As early as 1924, the Comintern had declared all East Slavic inhabitants of Czechoslovakia (Rusyns, Carpatho-Russians, Rusnaks) to be Ukrainians. As the 1946 census, all Rusyns were recorded as Ukrainians; anyone clinging to the old label was considered a separatist and a potential counter-revolutionary.

Already in February 1945, the National Council proceeded to confiscate 53,000 hectares of land from big landowners and redistribute it to 54,000 peasant households (37% of the population). Forced collectivisation of land started in 1946; around 2,000 peasants were arrested during protests in 1948–49 and sent for forced labour in the gulags. Collectivisation, including of mountain shepherds, was completed by May 1950. Central planning decisions set Transcarpathia to become a "land of orchards and vineyards" between 1955 and 1965, planting 98,000 hectares with little results. Attempt to cultivate tea and citrus also failed due to climate. Most vineyards were uprooted twenty years later, during Gorbachev's anti-alcohol campaign in 1985–87.

The Soviet period also meant the upscaling of industrialisation in Transcarpathia. State-owned lumber mills, chemical and food-processing plants widened, with Mukachevo's tobacco factory and Solotvyno's salt works as the biggest ones, providing steady employment to the residents of the region, beyond the traditional subsistence agriculture. And while traditional labour migration routes to the fields of Hungary or the factories of the Nort-West United States were now closed, Carpathian Ruthens and Romanians could now move for seasonal work in Russia's North and East.

The inhabitants of the oblast grew steadily in the Soviet period, from 776,000 in 1946 to over 1,2 million in 1989. Uzhgorod increased its residents five-fold, from 26,000 to 117,000, and Mukachevo likewise from 26,600 to 84,000. This population increase also reflected demographic changes. The arrival of the Red Army meant the departure of 5,100 Magyars and 2,500 Germans, while the 15–20,000 Jews survivors of the Holocaust also decided to move out before the borders were sealed. By 1945, around 30,000 Hungarians and Germans had been interned and sent for labour camps in Eastern Ukraine and Siberia; while amnestied in 1955, around 5,000 did not come back. In January 1946, 2,000 more Germans were deported. In return, a large number of Ukrainians and Russians moved to Transcarpathia, where they found jobs in the industry, the military, or the civilian administration. By 1989, around 170,000 Ukrainians (mainly from nearby Galizia) and 49,000 Russians were living in Transcarpathia, mainly in new residential blocks in the main towns of Uzhgorod and Mukachevo, where the dominant language had soon turned from Hungarian and Yiddish to Russian. They kept being considered newcomers (novoprybuli) due to their disconnect from the Rusyn- and Hungarian-speaking countryside.
--------------------------------------------------
* _Required tasks_:
A: Report, copied in full, every line in the rows below that contains the word "water".
B: Continue the passage above on Transcarpathia under Soviet rule, starting after its final sentence.

Position identification rows
--------------------------------------------------
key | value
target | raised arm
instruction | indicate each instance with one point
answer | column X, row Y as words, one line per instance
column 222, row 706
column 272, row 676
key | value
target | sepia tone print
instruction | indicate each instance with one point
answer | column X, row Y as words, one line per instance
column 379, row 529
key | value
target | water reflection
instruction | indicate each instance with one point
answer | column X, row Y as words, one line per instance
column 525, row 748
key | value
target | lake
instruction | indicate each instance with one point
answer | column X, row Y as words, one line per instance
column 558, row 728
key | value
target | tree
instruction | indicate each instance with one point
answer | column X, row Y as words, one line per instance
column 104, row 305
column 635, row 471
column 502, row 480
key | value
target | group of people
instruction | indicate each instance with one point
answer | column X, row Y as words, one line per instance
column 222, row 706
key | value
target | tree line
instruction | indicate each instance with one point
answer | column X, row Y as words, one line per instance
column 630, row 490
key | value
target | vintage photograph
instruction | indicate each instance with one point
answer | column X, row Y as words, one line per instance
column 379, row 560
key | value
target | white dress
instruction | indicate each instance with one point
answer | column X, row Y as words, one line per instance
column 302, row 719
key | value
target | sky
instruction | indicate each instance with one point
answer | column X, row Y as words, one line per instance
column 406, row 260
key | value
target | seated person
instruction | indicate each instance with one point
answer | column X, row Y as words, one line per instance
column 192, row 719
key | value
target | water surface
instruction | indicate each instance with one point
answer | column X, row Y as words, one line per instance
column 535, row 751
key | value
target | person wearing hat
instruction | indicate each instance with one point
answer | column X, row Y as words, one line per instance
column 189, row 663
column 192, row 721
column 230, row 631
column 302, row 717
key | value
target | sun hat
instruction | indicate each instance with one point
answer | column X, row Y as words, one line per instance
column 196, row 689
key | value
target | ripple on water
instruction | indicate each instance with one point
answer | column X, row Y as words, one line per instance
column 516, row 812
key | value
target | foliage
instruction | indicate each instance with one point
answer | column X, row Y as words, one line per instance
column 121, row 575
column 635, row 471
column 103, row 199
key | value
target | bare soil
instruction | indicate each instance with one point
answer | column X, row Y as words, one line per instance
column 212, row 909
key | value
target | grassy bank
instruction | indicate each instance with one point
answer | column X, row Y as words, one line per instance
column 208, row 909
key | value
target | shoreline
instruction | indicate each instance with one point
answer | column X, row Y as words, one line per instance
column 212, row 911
--------------------------------------------------
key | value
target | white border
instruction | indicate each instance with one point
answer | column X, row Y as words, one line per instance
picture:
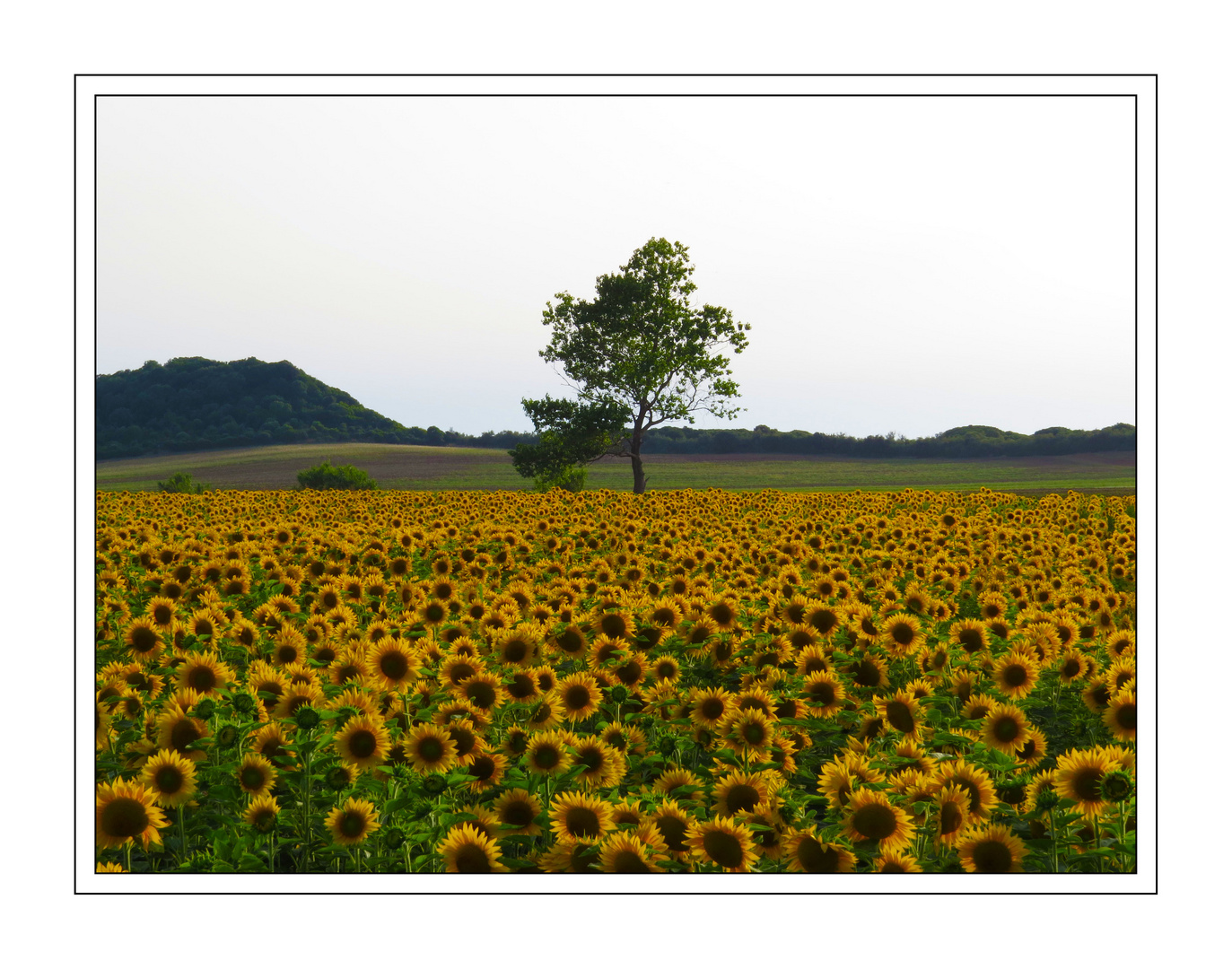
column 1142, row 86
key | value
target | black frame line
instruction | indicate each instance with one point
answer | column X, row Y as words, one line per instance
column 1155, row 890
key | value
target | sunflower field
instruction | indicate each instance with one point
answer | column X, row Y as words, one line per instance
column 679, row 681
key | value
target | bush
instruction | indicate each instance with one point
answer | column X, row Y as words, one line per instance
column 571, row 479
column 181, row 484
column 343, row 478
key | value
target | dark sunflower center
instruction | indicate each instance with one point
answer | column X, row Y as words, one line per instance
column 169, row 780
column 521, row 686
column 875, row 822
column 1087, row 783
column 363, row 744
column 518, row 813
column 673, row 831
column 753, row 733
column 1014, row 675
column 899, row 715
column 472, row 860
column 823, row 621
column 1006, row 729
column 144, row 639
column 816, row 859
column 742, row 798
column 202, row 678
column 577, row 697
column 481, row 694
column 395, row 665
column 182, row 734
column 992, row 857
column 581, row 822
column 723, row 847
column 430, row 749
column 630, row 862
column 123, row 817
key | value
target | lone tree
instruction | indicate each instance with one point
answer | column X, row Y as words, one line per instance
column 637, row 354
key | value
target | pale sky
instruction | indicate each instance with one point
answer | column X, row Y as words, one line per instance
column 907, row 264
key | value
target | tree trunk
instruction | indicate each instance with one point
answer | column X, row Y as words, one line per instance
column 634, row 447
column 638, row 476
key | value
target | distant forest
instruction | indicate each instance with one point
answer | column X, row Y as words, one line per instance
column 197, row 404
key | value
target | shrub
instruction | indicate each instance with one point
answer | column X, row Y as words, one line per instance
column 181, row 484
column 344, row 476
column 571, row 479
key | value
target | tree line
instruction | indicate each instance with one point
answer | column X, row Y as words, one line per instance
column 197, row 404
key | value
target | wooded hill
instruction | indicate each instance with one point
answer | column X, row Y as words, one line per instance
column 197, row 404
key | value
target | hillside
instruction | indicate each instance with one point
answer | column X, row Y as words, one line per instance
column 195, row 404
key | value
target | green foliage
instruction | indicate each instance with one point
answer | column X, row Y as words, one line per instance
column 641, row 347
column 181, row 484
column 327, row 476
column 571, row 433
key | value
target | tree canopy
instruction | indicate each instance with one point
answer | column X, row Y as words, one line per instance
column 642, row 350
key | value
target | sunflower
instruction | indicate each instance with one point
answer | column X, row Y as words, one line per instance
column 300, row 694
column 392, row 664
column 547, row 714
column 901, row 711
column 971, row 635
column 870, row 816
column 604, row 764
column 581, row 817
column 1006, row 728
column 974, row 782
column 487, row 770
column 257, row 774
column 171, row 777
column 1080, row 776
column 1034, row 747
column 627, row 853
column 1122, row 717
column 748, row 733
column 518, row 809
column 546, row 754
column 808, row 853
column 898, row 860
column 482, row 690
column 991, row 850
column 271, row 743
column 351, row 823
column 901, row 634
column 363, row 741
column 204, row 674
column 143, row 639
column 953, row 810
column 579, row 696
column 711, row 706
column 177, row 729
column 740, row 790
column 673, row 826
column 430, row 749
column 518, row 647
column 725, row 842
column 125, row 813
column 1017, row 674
--------------------------------------------------
* _The answers_:
A:
target | water reflection
target | water surface
target | ripple on water

B:
Zakarpattia in independent Ukraine 
After the fall of the Soviet Union in 1991, Ukraine held an independence referendum in which the residents of Zakarpattia were asked about the Zakarpattia Oblast Council's proposal for self-rule. About 78% of the oblast's population voted in favour of autonomy; however, it was not granted.

At the first Presidential elections in Ukraine in 1991, voters from Transcarpathia supported  Leonid Kravchuk by 58%.
At the 1994 Ukrainian parliamentary election, Transcarpathia elected 9 independent MPs over 11 to the Rada. The same year, voters in the region supported the incumbent Leonid Kravchuk over Leonid Kuchma by 70.5%
At the 1998 Ukrainian parliamentary election, Transcarpathia turned out to be one of the strongholds (together with Kyiv and L'viv) of Viktor Medvedchuk's Social Democratic Party of Ukraine (united), which back then ran on a moderate Ukrainian nationalist ideology.
One year later, at the Presidential elections, Transcarpathian voters supported the re-election of Leonid Kuchma by 85%.

At the 2002 Ukrainian parliamentary election, voters from Transcapathia supported the Our Ukraine Bloc, in line with voters from all Western Ukraine. 
At the 2004 Ukrainian presidential election, Transcarpathians voted in majority for Viktor Yushchenko.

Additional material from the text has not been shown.